Your reply should be made up of every line in the records below that holds the string "leaf".

*** Opening DATA SHOWN ***

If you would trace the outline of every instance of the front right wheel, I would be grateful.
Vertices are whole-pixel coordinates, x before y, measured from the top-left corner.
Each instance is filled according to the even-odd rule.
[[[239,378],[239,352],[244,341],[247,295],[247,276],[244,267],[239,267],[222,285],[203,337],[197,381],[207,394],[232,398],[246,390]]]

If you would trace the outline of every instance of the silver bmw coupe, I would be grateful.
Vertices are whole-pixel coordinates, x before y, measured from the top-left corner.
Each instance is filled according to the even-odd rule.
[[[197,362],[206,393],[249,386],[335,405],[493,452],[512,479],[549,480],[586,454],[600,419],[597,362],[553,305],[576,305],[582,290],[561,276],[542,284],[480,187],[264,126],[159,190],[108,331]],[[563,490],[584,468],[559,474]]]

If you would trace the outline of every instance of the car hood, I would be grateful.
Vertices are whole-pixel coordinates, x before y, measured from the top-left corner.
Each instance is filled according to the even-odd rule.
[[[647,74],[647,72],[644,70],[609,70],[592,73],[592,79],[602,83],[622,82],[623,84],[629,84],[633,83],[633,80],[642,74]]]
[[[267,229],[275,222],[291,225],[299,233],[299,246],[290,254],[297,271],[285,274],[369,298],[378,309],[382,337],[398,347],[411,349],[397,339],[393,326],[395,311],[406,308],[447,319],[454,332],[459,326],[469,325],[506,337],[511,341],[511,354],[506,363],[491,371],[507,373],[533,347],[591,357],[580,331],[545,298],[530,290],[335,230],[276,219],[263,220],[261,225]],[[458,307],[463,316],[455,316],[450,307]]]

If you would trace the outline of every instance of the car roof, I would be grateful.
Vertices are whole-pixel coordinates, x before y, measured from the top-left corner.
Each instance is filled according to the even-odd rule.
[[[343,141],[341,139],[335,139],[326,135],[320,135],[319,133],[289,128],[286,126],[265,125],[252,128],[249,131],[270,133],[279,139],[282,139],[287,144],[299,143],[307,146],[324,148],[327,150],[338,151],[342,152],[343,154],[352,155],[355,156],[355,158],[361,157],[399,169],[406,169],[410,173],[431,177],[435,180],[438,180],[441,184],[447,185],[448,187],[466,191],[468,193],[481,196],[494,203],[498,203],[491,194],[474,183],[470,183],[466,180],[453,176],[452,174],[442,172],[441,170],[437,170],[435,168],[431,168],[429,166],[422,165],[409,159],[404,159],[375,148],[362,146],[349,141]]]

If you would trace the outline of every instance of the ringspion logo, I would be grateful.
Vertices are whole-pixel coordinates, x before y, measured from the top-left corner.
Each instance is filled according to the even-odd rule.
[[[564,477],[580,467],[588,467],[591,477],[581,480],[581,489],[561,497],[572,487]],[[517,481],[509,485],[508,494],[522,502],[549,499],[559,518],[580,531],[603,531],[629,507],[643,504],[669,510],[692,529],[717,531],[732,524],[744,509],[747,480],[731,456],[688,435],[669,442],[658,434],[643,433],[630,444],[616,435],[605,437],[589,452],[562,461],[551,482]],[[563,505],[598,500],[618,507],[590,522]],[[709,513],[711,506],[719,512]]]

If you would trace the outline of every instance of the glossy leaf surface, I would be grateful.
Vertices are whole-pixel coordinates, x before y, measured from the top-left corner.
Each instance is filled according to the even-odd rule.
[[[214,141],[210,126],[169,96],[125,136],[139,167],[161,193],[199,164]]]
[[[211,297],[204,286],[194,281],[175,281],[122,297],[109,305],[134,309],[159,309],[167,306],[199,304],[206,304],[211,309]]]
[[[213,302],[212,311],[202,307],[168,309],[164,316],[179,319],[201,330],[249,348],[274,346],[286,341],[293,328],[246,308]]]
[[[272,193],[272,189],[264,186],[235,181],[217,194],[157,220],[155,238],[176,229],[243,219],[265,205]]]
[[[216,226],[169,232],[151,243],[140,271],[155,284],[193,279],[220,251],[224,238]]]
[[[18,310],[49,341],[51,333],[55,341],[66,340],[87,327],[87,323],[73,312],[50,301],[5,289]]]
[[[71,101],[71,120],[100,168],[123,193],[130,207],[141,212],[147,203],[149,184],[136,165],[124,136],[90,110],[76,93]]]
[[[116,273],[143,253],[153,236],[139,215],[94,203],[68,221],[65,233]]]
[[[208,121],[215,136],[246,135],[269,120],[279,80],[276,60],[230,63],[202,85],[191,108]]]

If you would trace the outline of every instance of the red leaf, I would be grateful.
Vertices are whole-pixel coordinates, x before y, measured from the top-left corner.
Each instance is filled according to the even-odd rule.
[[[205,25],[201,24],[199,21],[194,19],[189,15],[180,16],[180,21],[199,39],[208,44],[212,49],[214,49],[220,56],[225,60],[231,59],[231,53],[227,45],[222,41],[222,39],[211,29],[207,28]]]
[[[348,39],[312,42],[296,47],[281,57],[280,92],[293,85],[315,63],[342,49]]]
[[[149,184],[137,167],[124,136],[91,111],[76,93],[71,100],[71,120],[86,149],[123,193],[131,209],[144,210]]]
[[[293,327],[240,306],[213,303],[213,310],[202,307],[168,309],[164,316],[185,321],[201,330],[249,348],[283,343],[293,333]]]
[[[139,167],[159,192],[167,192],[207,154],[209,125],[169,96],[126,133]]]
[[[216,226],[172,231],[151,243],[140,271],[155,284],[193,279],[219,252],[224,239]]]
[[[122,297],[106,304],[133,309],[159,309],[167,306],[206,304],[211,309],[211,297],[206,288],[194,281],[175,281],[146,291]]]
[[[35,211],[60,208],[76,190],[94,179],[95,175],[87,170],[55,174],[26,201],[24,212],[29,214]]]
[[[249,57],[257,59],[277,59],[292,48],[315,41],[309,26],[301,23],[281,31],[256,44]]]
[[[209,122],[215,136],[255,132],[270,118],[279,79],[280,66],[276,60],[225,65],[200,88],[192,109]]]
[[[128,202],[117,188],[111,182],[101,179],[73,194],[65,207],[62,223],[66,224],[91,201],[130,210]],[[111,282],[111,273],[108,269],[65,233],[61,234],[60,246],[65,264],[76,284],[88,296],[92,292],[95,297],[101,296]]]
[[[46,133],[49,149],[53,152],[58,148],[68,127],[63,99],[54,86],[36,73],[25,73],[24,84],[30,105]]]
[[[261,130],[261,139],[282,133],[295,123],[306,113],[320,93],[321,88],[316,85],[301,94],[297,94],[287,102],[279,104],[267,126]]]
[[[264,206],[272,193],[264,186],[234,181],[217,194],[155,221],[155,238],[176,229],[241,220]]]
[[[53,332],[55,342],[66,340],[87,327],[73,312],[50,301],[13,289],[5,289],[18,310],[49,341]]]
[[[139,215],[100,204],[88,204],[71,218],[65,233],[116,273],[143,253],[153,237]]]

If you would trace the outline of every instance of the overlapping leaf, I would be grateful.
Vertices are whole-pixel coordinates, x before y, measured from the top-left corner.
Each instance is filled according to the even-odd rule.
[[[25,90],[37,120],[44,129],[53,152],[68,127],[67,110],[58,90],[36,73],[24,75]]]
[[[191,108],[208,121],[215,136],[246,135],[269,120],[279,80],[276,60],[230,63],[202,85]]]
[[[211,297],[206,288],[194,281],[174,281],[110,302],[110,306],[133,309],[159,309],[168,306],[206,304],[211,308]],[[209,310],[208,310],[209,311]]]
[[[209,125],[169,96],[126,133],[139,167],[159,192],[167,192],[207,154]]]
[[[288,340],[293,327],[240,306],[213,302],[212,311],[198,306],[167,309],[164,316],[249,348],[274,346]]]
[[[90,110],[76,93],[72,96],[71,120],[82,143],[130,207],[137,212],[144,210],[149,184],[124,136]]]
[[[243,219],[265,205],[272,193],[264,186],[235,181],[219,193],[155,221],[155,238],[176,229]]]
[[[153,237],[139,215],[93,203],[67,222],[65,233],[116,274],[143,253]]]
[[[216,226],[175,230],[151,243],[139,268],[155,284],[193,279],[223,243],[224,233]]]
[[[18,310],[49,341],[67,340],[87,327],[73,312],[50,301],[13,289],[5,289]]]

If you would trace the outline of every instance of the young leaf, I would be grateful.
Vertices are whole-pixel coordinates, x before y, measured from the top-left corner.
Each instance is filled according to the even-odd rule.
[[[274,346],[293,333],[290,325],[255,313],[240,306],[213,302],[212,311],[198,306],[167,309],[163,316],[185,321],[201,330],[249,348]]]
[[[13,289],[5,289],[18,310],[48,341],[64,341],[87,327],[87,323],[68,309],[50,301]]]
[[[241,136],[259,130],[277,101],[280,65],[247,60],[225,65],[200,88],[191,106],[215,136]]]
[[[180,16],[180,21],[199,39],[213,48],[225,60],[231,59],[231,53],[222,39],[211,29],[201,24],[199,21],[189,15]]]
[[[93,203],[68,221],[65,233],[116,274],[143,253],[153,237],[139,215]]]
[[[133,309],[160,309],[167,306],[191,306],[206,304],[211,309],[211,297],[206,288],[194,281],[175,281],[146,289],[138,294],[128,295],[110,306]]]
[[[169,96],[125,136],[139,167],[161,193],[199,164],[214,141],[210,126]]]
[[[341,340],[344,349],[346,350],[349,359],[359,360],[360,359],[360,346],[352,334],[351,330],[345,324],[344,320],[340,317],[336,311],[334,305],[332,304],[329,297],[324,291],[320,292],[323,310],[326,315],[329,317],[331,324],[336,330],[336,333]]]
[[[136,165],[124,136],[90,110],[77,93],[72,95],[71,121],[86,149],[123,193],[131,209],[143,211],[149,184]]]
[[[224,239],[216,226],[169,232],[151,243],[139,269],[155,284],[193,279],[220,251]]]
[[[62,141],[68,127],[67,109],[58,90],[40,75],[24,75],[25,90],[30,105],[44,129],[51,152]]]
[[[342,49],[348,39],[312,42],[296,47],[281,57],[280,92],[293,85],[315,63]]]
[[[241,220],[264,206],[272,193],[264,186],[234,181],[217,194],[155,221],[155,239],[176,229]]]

*** Closing DATA SHOWN ***

RESPONSE TO THIS EXERCISE
If you would trace the outline of every instance of the glossy leaf surface, I would be grateful.
If you would trace the outline of every instance of the red leaf, I would be grateful.
If you would trace the outline of every instance of the overlapping leaf, I would be grateful.
If you would trace the outline of every instance of the young leaf, I would be grateful.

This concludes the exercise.